--- start of EXCERPT TO READ ---

Previous experimental work was carried out in the early 20th century [5,6] focused on assessing changes in average forces and moments of propellers operating in yaw and their effect on aircraft stability. These studies reported not only changes in thrust and power coefficients and propeller efficiency, but also the observation that additional moments and in-plane forces arise from operation in non-axial inflow. Later, in the 1940s to 1960s, further experimental investigations [7,8,9] were conducted over wider ranges of angles of incidence. Also during this period, the theoretical modeling of propeller loads at incidence was advanced [10,11]. There has been renewed interest on the topic in the last decade, possibly motivated by the further development of UAV (Unmanned Aerial Vehicle) and eVTOL concepts, with several authors investigating average loads of propellers at incidence [12,13,14,15], while experimental results for loads in the frequency domain are scarce but have been reported in [16].
Experimental data are invaluable in order to validate existing prediction tools for the new conditions expected for an eVTOL aircraft or develop new prediction tools. This work aims to contribute to the aforementioned experimental database and expand it by including time-resolved load data to enable an analysis of oscillatory behavior induced by asymmetric inflow in addition to average loads.

2. Methodology

In this section, the experimental setup is introduced, including the electric motor, the load cell, the types of propellers being tested, and further components. The considered parameter space and measurement procedure are described. Then, the numerical approach is introduced with a short description of the used Blade Element Momentum Theory (BEMT) method, including selected parameters.

--- end of EXCERPT TO READ ---
--- start of RECORDED DATA ---

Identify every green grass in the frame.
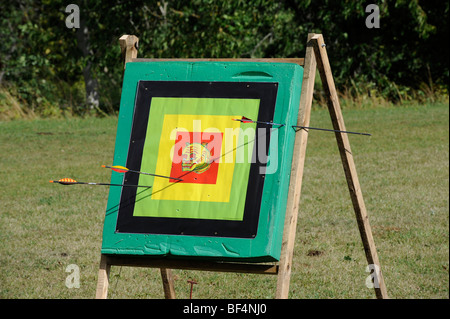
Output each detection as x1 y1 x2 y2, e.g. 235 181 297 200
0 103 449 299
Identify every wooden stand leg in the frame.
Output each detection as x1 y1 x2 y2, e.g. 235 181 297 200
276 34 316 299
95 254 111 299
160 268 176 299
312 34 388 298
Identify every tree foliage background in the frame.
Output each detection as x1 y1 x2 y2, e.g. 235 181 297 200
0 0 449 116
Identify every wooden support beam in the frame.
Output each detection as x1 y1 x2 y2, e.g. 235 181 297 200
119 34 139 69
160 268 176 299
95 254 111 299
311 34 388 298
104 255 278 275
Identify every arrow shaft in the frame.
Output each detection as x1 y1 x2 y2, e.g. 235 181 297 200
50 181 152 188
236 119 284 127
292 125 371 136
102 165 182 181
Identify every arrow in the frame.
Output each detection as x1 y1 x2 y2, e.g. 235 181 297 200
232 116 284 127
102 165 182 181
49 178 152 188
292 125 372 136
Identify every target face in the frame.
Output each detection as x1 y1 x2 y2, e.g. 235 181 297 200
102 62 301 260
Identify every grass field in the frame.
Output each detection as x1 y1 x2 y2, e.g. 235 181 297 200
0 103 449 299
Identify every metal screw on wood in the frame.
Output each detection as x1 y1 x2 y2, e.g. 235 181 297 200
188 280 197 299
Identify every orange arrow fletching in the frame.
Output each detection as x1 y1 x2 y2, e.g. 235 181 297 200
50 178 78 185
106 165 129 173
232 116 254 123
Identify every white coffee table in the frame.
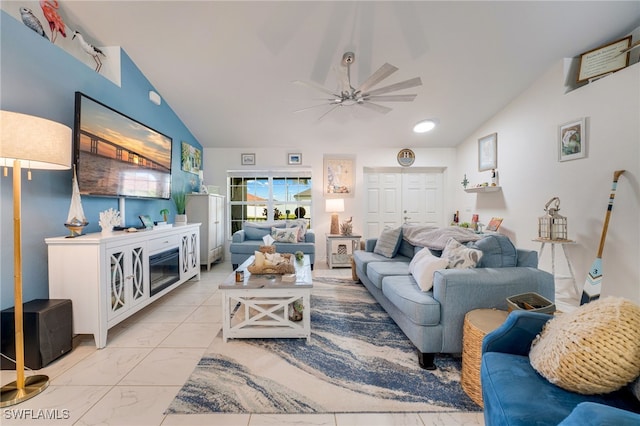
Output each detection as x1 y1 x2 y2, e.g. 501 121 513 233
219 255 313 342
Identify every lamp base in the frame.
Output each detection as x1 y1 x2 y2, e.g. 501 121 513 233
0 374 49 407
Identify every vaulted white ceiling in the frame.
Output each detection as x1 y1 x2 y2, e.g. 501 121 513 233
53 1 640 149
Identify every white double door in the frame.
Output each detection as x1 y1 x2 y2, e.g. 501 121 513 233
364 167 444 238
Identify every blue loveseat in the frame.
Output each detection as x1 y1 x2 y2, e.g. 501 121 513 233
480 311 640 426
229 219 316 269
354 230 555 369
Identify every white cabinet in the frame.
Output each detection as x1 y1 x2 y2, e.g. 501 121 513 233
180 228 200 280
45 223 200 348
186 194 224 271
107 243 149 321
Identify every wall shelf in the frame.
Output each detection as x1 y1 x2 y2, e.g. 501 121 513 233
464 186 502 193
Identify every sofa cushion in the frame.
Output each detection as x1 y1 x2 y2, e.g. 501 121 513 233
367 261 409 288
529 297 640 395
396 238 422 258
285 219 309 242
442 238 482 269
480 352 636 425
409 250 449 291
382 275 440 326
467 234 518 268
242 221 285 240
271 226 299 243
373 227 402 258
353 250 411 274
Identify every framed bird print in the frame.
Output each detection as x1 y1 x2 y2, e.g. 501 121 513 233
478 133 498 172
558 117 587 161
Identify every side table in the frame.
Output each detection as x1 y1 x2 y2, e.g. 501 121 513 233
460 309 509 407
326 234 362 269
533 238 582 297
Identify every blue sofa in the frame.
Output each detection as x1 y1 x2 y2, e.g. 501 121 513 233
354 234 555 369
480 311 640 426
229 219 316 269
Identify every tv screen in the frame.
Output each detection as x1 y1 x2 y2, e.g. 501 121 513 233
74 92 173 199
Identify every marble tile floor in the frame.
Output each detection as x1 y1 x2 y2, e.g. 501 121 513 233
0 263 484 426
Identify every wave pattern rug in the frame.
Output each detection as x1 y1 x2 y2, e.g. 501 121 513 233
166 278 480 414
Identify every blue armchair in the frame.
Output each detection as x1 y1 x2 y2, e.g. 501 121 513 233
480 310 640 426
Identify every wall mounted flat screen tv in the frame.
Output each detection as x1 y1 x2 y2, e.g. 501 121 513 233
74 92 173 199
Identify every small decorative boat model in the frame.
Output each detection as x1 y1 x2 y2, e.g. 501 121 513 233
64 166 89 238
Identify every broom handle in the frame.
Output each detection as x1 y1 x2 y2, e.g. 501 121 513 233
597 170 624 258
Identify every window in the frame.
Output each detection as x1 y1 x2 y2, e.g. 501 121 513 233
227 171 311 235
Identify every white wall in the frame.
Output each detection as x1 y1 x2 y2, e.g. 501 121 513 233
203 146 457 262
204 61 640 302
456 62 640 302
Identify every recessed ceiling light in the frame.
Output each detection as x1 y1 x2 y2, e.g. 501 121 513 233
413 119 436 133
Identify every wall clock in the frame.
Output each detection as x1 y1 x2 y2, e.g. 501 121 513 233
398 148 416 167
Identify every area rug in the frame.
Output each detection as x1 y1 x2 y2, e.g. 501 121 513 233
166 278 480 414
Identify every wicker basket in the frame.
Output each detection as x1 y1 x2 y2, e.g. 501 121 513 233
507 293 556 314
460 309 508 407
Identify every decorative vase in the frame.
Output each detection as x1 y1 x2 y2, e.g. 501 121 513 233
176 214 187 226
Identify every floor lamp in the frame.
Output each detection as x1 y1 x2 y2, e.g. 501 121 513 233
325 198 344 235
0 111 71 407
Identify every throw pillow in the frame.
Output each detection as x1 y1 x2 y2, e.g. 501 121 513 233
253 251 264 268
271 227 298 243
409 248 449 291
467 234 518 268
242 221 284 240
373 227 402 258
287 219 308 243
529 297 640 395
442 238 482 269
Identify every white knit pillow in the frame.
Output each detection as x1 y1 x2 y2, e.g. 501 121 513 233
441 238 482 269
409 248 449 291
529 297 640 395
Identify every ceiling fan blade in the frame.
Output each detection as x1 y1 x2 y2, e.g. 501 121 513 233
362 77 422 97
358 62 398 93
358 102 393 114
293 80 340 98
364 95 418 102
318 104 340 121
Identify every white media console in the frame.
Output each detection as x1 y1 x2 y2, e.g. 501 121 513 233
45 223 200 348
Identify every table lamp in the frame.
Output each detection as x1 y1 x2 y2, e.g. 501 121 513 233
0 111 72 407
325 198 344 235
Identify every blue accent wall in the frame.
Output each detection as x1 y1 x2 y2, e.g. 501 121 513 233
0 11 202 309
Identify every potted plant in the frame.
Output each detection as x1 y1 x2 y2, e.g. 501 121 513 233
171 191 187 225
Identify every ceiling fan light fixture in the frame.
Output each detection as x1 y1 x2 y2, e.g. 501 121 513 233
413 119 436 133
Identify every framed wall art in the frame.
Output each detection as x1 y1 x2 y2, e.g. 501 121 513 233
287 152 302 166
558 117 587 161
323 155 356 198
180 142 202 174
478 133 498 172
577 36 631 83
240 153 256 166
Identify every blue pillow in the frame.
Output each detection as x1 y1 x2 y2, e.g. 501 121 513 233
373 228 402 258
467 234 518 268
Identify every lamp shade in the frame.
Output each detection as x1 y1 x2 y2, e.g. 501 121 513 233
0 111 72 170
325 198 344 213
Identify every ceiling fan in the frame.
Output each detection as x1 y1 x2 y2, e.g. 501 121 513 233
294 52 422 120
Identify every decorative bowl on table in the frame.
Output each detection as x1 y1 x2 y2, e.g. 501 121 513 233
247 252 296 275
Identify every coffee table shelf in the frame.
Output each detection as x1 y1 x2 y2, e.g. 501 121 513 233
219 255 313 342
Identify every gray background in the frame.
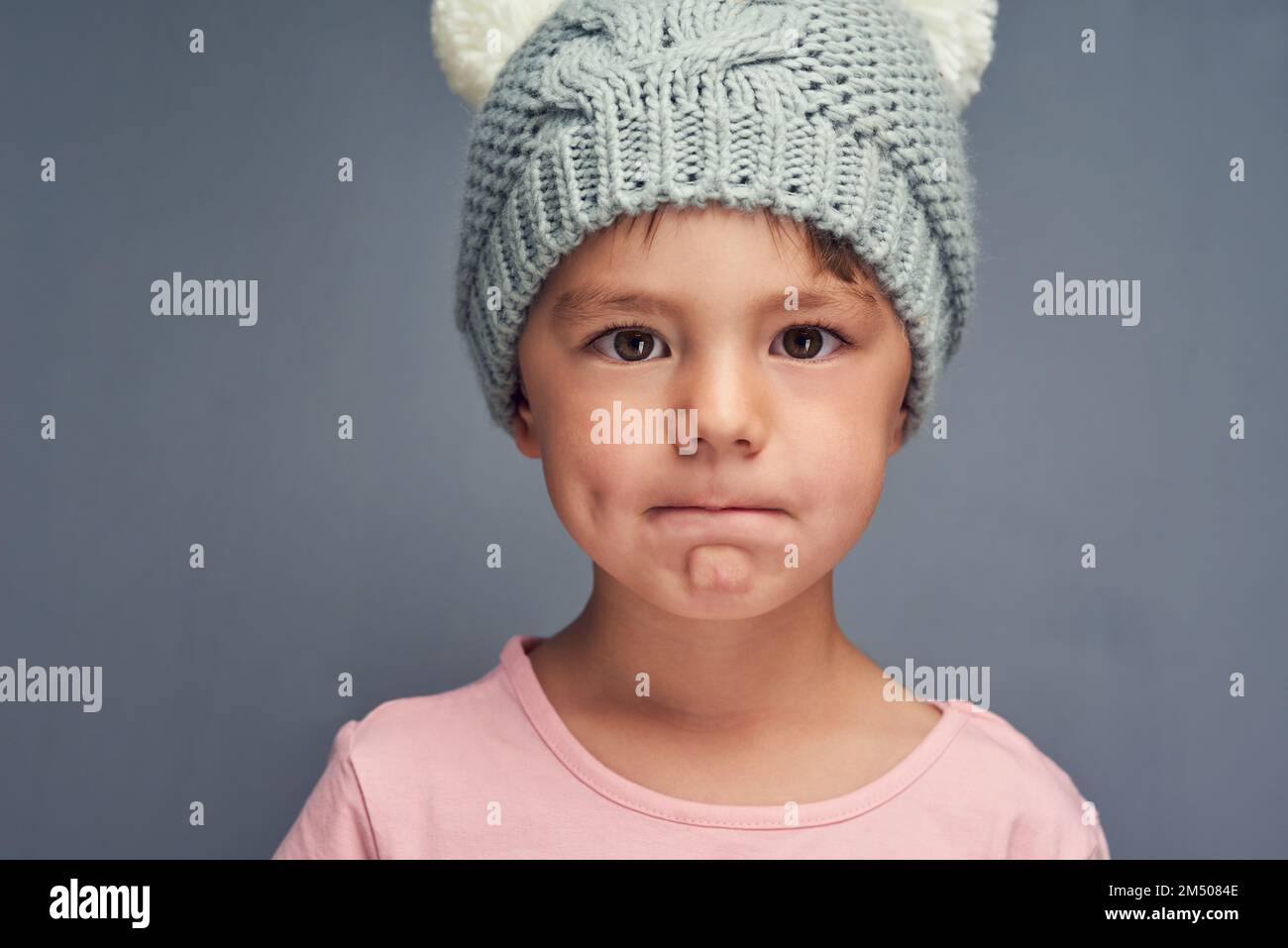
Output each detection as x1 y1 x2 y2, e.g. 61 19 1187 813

--- end of RECORDED DATA ---

REQUIREMENTS:
A – Return the passage on propeller loads at incidence word for word, in full.
B – Retype the records exactly, starting at the very beginning of the records and ending at the line that contains "0 0 449 116", with both ends included. Leave the pictures out.

WRITTEN ANSWERS:
A –
Previous experimental work was carried out in the early 20th century [5,6] focused on assessing changes in average forces and moments of propellers operating in yaw and their effect on aircraft stability. These studies reported not only changes in thrust and power coefficients and propeller efficiency, but also the observation that additional moments and in-plane forces arise from operation in non-axial inflow. Later, in the 1940s to 1960s, further experimental investigations [7,8,9] were conducted over wider ranges of angles of incidence. Also during this period, the theoretical modeling of propeller loads at incidence was advanced [10,11]. There has been renewed interest on the topic in the last decade, possibly motivated by the further development of UAV (Unmanned Aerial Vehicle) and eVTOL concepts, with several authors investigating average loads of propellers at incidence [12,13,14,15], while experimental results for loads in the frequency domain are scarce but have been reported in [16].
Experimental data are invaluable in order to validate existing prediction tools for the new conditions expected for an eVTOL aircraft or develop new prediction tools. This work aims to contribute to the aforementioned experimental database and expand it by including time-resolved load data to enable an analysis of oscillatory behavior induced by asymmetric inflow in addition to average loads.

2. Methodology

In this section, the experimental setup is introduced, including the electric motor, the load cell, the types of propellers being tested, and further components. The considered parameter space and measurement procedure are described. Then, the numerical approach is introduced with a short description of the used Blade Element Momentum Theory (BEMT) method, including selected parameters.

B –
Identify every green grass in the frame.
Output each detection as x1 y1 x2 y2, e.g. 235 181 297 200
0 103 449 299
Identify every wooden stand leg in the frame.
Output each detection as x1 y1 x2 y2, e.g. 235 181 297 200
276 34 316 299
95 254 111 299
160 268 176 299
312 34 388 298
Identify every tree foliage background in the frame.
Output each detection as x1 y1 x2 y2, e.g. 235 181 297 200
0 0 449 116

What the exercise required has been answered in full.